Go through all of the records below, changing "deepest" to "farthest" wherever it occurs and leaving everything else as it is.

┌────────

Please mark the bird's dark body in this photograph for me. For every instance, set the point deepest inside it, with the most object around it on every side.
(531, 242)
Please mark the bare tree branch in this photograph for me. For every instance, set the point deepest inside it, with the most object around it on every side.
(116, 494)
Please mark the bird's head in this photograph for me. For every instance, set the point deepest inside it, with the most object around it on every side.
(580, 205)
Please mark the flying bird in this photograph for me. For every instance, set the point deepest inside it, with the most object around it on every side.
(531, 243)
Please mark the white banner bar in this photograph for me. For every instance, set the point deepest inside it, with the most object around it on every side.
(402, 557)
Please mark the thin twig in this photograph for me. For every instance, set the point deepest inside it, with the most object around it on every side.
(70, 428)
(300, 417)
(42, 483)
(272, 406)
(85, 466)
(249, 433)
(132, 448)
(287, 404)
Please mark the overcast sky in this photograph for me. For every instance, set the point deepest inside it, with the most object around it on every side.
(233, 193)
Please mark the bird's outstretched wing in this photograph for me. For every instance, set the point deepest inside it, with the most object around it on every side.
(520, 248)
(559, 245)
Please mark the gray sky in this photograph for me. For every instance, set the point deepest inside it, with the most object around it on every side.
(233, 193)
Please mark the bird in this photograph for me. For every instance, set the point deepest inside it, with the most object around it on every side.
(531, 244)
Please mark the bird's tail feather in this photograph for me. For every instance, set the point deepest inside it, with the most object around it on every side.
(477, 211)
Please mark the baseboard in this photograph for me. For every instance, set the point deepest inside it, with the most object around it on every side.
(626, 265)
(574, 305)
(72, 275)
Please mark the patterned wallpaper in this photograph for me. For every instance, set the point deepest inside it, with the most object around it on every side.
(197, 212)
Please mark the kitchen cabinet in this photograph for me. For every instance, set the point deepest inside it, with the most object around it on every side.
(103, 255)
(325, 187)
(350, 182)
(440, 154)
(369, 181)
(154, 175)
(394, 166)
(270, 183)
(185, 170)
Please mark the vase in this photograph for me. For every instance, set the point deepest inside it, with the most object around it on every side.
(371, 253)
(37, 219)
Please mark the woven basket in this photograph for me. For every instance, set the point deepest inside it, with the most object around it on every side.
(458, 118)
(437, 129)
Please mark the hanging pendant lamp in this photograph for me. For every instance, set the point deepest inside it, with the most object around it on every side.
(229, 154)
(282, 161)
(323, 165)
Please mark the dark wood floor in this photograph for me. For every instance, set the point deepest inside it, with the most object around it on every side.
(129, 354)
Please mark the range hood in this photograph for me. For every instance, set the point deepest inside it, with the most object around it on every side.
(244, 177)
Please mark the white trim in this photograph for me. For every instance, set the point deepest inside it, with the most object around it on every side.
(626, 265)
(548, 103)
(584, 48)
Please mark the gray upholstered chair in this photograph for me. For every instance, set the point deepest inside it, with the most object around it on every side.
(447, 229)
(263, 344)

└────────

* [Finished task]:
Please mark the bird's dark body in this photograph for me. For every instance, set the point farthest inside it, with the most object around it on every side.
(531, 242)
Please mark the bare tree branch in this photograph for me. For every instance, set the point farthest inside it, with the most object around it on every side.
(116, 494)
Please mark the bird's head in this photograph for me. For every instance, set the point farthest inside it, with the most object around it on every side.
(580, 205)
Please mark the flying bird in this photograph for me. For every instance, set the point farthest inside it, with the most object around it on every side.
(531, 243)
Please mark the white banner bar in this photograph for me. For every instance, set the point farthest inside it, with the most object around it on every side.
(402, 557)
Please mark the thin twig in this photograph for me. For every instance, set the point farthest inside it, with the most object around it on every side.
(70, 428)
(300, 417)
(42, 483)
(272, 406)
(85, 466)
(249, 433)
(132, 448)
(287, 404)
Please mark the overcast sky in this photograph for me. For every instance, set the point farthest inside it, with the most object around it on every side.
(233, 193)
Please mark the bird's outstretched wing in this photograph for me. For every instance, set the point farthest inside it, with the most object around it on every side.
(520, 248)
(559, 245)
Please mark the gray sky in this photograph for me. For every instance, set the point farthest inside it, with the most object around it on every side.
(233, 193)
Please mark the bird in this photograph for me. For every instance, set the point farthest inside it, with the most object around it on every side.
(531, 244)
Please mark the bird's tail feather in this photograph for me. For every instance, set the point farthest inside it, with the most object around it on every side.
(477, 211)
Please mark the baseboard in this photograph for me. For every instance, set the point farthest inside it, with the most object around it on every side.
(626, 265)
(574, 305)
(72, 275)
Please mark the patterned wallpaper in this photograph for me. For every instance, set the point farthest inside it, with the most object around it on every side.
(197, 212)
Please mark the kitchen cabinet in this photograph for me. For every instance, set the point farthest inside it, with the most object around it on every side.
(103, 255)
(325, 187)
(350, 182)
(440, 154)
(369, 181)
(154, 175)
(394, 166)
(270, 183)
(185, 170)
Please mark the vase in this photograph for me. For every instance, set the point farthest inside it, with the most object around it on every side.
(371, 253)
(37, 219)
Please mark the woven basket in this photograph for me. For every instance, set the point farthest inside it, with the most object around it on every side.
(458, 118)
(437, 129)
Please mark the hanging pendant lamp in this photograph for me. For every instance, set the point farthest inside it, with the most object around it on every side.
(229, 154)
(282, 161)
(323, 165)
Please mark the dark wood floor in this photograph for me. For every instance, set the point farthest inside it, with the most object around it on every side.
(129, 354)
Please mark the range hood in this photograph for me. For every instance, set the point farthest inside it, with the most object around it on every side.
(244, 177)
Please mark the white trim in this photograph for me. For every instance, set the point farthest inside it, with the most object around it on every side.
(626, 265)
(548, 103)
(584, 48)
Please mark the gray upholstered chair in this photograph for me. For every instance, set the point farthest inside it, with the most object around it on every side.
(447, 229)
(263, 344)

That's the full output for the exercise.